▽

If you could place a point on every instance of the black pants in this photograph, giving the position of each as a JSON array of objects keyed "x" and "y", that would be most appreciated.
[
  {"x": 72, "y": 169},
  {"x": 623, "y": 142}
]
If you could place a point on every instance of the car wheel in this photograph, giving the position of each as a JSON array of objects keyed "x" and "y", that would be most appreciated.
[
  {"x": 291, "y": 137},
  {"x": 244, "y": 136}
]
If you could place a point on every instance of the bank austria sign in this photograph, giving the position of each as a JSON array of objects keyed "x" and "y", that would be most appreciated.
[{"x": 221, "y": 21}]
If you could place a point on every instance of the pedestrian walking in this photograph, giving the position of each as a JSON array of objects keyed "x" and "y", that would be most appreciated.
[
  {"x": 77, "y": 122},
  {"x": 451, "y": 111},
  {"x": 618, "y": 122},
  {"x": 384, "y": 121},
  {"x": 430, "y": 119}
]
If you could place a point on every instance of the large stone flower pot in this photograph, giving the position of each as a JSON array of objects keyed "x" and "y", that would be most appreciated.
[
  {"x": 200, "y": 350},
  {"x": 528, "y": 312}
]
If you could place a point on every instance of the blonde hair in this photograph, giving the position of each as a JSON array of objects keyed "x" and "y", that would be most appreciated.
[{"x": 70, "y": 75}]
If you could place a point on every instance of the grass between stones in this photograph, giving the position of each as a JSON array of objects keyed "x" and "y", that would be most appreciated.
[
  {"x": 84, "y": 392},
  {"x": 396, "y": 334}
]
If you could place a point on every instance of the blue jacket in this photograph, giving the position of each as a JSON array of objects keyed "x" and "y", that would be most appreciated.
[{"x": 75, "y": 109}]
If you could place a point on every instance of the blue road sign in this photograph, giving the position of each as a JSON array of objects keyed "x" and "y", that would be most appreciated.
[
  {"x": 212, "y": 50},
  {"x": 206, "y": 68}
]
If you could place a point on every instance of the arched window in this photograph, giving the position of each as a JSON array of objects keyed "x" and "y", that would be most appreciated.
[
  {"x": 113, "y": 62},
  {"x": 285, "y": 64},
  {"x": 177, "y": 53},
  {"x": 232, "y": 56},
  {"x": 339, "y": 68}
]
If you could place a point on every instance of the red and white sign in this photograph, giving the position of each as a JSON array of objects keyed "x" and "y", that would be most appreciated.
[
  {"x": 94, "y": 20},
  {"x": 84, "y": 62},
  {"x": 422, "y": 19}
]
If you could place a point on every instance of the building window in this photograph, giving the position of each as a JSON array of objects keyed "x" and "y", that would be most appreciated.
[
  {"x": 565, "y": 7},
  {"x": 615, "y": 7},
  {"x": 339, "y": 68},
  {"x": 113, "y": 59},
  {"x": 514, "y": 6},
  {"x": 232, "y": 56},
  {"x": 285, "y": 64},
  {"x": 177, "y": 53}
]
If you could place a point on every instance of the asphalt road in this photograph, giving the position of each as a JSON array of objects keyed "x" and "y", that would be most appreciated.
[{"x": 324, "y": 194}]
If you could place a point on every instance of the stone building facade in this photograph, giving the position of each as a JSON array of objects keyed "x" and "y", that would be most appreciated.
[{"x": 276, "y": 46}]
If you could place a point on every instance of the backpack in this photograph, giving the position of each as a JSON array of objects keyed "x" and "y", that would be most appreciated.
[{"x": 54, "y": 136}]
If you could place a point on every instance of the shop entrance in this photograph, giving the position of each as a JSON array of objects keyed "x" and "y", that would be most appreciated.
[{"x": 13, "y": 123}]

△

▸ Exercise
The material above needs to be copied out in full, exactly as given.

▸ Response below
If you could place a point on every instance of the black pants in this photograph, giving the position of each as a JSON array of objects keyed "x" and "y", that would be most appreciated.
[
  {"x": 72, "y": 169},
  {"x": 623, "y": 142}
]
If you could place a point on every instance of the car wheel in this photograph, giving the position of each as a JSON array of objects keyed "x" and "y", that would be most appreciated.
[
  {"x": 291, "y": 137},
  {"x": 244, "y": 136}
]
If you could place a point on every instance of the bank austria sign in this photograph, giving the position of each as a JSON array of objects keyed "x" and "y", that would be most appreciated.
[{"x": 221, "y": 21}]
If you could place a point on every instance of the pedestrian walking in this photograph, giving the position of each as a JSON array of objects keyed "x" and "y", that would be most appreciated.
[
  {"x": 77, "y": 122},
  {"x": 451, "y": 111},
  {"x": 618, "y": 122},
  {"x": 384, "y": 121},
  {"x": 430, "y": 119}
]
If you could place a point on every instance of the large stone flower pot in this photograph, giving the position of each as a JSON array of objects keyed "x" and "y", that would be most appreciated.
[
  {"x": 200, "y": 350},
  {"x": 528, "y": 312}
]
If you could place a point on every instance of the blonde hair in this photograph, giving the position of each as a JSON array of objects keyed "x" and "y", that would be most appreciated.
[{"x": 70, "y": 75}]
If you could place a point on every instance of the grass between stones in this photograph, giving the position of each as a JSON array of objects keyed "x" and "y", that would be most appreciated.
[
  {"x": 84, "y": 392},
  {"x": 396, "y": 334}
]
If you could place a point on every instance of the blue jacket in this photograph, giving the position of each as a JSON array of objects keyed "x" and "y", that would be most appreciated.
[{"x": 75, "y": 109}]
If you could place a point on every instance of the blue road sign in this photograph, giving the position of each as a JSON array of objects keyed "x" and "y", that would be most appreciated.
[
  {"x": 212, "y": 50},
  {"x": 206, "y": 68}
]
If you could place a point on every instance of the arched window in this photograph, giving the position of each as a JSON array of objects keyed "x" and "y", that would be most appreciated.
[
  {"x": 113, "y": 62},
  {"x": 285, "y": 64},
  {"x": 177, "y": 53},
  {"x": 232, "y": 56},
  {"x": 339, "y": 68}
]
If you could place a point on every instance of the red and white sign in this photograph, giving the position of each as a JSON array of objects keyed "x" and "y", that would be most appreciated.
[
  {"x": 94, "y": 20},
  {"x": 84, "y": 62},
  {"x": 422, "y": 19}
]
If you could place a point on every instance of the building window in this photograph, giving the position of each as a JSON array of objects keyed "x" and "y", that would be most appreciated.
[
  {"x": 565, "y": 7},
  {"x": 615, "y": 7},
  {"x": 339, "y": 68},
  {"x": 113, "y": 59},
  {"x": 514, "y": 6},
  {"x": 232, "y": 56},
  {"x": 285, "y": 64},
  {"x": 177, "y": 53}
]
If you could place a point on every instance of the asphalt road in this photograph, giving the position of each as a JSON array of objects keyed "x" and "y", that would be most appreciated.
[{"x": 324, "y": 194}]
If you could place a point on every instance of the stone building facade in this photograph, giving the position of each as a JSON array of objects keyed "x" and "y", that would be most appreciated.
[{"x": 276, "y": 46}]
If you could place a point on every instance of the backpack in this photograph, giving the position of each as a JSON array of objects keyed "x" and "y", that would be most appreciated.
[{"x": 54, "y": 136}]
If you could place a point on every instance of the shop entrance in this photograph, giving the position of each as a JSON array of objects keyed "x" and "y", that would be most appreciated.
[{"x": 13, "y": 123}]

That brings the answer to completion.